作業内容 —
a) 『死の泉』の書評で「1943年、第2次大戦下のドイツ」から始まる段落を、主な事実を残して箇条書きに短くまとめてください。
b) 『死の泉』の書評について、次の問いに答えてください。
(i) 書評で取り上げている本の出版社はどこか。
(ii) マルガレーテが身を寄せていた施設の名前は何か。
(iii) 筆者はその施設のことを何で見て知っていたか。
c) 『死の泉』の書評を、最後の文の次から書き継いでください。

確認用の本文 —
────────
ケイの読書日記

個人が書く書評

皆川博子 「死の泉」 早川書房

2019-12-08 15:41:43 | 皆川博子
 これは…皆川博子の真骨頂。混沌と官能の物語だよね。私の好みどストライク! もっと早く読めばよかった。

 1943年、第2次大戦下のドイツ。マルガレーテは私生児を身ごもり、ナチの施設【レーベンスボルン(生命の泉)】という産院に身を寄せていた。そこの施設長クラウスは音楽を偏愛し、ボーイソプラノの美しい2人の孤児フランツとエーリヒを養子にするため、母親が必要だと、マルガレーテと結婚する。

 このレーベンスボルン(生命の泉)という施設は、私もNHKのドキュメンタリーで見て知っていた。戦争は大量の若い男を消費する。私生児でもいいので、どんどん子どもを産ませようというのだ。もちろんアーリア人種の子どもを!
────────
[保存データ]
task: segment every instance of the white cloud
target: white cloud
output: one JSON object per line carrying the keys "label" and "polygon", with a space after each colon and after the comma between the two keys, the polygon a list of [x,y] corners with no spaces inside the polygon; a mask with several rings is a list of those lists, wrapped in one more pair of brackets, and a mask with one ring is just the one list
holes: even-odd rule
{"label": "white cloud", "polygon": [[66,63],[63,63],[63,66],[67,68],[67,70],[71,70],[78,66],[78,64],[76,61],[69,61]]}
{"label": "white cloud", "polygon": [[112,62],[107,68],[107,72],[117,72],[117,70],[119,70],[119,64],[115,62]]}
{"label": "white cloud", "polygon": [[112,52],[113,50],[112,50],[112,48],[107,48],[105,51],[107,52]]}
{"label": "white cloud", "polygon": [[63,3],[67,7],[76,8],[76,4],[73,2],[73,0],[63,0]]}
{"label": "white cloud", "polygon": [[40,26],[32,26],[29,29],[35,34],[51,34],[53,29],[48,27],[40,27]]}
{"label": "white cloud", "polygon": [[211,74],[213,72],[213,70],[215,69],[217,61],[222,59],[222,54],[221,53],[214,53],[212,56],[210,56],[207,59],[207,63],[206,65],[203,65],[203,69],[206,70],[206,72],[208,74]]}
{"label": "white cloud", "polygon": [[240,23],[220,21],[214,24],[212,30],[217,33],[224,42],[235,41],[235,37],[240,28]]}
────────
各設問の解答 —
a)
- 時代と場所は1943年、第2次大戦下のドイツ。
- マルガレーテは私生児を身ごもり、ナチの産院レーベンスボルン(生命の泉)に身を寄せていた。
- 施設長クラウスは音楽を偏愛している。
- クラウスは、ボーイソプラノの美しい孤児フランツとエーリヒを養子にするには母親が必要だとして、マルガレーテと結婚する。

b)
(i) 早川書房
(ii) レーベンスボルン(生命の泉)
(iii) NHKのドキュメンタリー

c)
 そのアーリア人種というのは、私はDNA鑑定でもしているのだろうと思っていたら、金髪で青い目だとアーリア人種とみなされるのだ。ビックリ! だってアーリア人種でなくても金髪碧眼っているじゃん! なんと非科学的な!
 だから、占領地の、例えばポーランドはスラブ系だけど、子どもが金髪で青い目だったら、このレーベンスボルンに連れてきて、ドイツ人として教育し、ナチスの家庭に引き取られていく。
 クラウスが養子にした2人の子供も、もとはポーランド人なのだ。10歳くらいのフランツは自分の出自を覚えていられるが、5歳くらいのエーリヒは自分のポーランドの名前も忘れてしまう。そうなるだろうね。

 だから、この小説では、男も女も金髪で青い目がどっさり出てくる。キレイなのは分かるが、正真正銘のプラチナブロンドって、そんなにいないと思うけど。かのマリリン・モンローも元々の髪は茶色で、ブロンドに染めてたっていうじゃない。
 だいたいヒトラー総統自身、金髪碧眼じゃないよ。それに、ヒトラーもユダヤ人の血が1/8か1/4混じってるって話も聞いたことあるなぁ。
 ご大層なスローガンを掲げて、でたらめな事、やってるなぁ。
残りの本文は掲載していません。